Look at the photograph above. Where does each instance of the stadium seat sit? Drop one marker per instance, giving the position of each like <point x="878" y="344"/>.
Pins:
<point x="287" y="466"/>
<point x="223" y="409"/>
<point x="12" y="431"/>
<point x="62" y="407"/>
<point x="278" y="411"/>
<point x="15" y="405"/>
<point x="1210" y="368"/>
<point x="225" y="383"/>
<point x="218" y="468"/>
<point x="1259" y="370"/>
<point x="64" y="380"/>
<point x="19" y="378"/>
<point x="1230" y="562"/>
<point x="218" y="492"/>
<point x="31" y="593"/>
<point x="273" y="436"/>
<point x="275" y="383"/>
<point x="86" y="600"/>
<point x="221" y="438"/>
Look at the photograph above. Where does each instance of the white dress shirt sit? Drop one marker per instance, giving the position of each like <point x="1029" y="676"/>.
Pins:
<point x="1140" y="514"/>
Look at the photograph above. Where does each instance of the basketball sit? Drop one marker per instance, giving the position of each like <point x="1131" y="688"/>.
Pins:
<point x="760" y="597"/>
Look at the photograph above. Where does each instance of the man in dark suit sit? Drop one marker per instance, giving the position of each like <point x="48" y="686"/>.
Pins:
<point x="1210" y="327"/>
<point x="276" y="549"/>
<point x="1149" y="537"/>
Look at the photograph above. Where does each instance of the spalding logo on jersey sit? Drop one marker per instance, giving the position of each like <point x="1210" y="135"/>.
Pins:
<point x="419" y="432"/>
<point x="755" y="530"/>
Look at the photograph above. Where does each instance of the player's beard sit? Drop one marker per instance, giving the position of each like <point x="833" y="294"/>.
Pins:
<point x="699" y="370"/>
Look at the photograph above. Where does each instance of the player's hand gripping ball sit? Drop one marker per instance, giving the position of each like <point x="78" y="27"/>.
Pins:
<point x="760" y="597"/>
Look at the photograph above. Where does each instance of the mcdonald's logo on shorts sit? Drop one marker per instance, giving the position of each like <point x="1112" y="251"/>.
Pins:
——
INSTRUCTIONS FOR THE TASK ->
What do the records say? Quote them all exactly.

EXERCISE ANSWER ->
Look at the photograph above. Where does each instance of the stadium seat sit? Drop one marker per instance, giving the position of each like <point x="878" y="344"/>.
Pins:
<point x="287" y="466"/>
<point x="223" y="409"/>
<point x="12" y="431"/>
<point x="62" y="407"/>
<point x="278" y="411"/>
<point x="15" y="405"/>
<point x="1210" y="368"/>
<point x="225" y="383"/>
<point x="218" y="468"/>
<point x="1259" y="370"/>
<point x="64" y="380"/>
<point x="19" y="378"/>
<point x="1230" y="562"/>
<point x="218" y="492"/>
<point x="31" y="593"/>
<point x="273" y="436"/>
<point x="275" y="383"/>
<point x="86" y="600"/>
<point x="221" y="438"/>
Look at the photograph above. Where does each instance of the white dress shirt sit? Drop one marker per instance, giving the position of each like <point x="1029" y="676"/>.
Pins:
<point x="1140" y="514"/>
Look at the photograph above. Where does each instance of the basketball sit? Drop one marker per instance, giving the position of each like <point x="1131" y="688"/>.
Pins:
<point x="760" y="597"/>
Look at the photograph above. Where does each instance of the man in dark suit sit? Drop one marker per instance, giving the position of each like <point x="48" y="686"/>.
Pins:
<point x="1210" y="327"/>
<point x="276" y="549"/>
<point x="1149" y="537"/>
Look at the photograph above. Where does each instance of the spalding logo on jersey sit? Drop one marker per instance, giving the position of each like <point x="1210" y="135"/>.
Pins:
<point x="419" y="432"/>
<point x="755" y="530"/>
Look at the photograph above. Where does each instance of the player's beard sit? Drop one marker per instance, giving the position of each like <point x="833" y="294"/>.
Pins:
<point x="699" y="370"/>
Look at the photograph above. Where does each instance of the player's hand gripping ball sit? Drop one marker per instance, giving the position of each like <point x="78" y="27"/>.
Pins:
<point x="760" y="597"/>
Look at the photograph above. Where does each instance of the mcdonald's logo on shorts sit? Drop one marker per instance, giving the position of each like <point x="1112" y="251"/>.
Pins:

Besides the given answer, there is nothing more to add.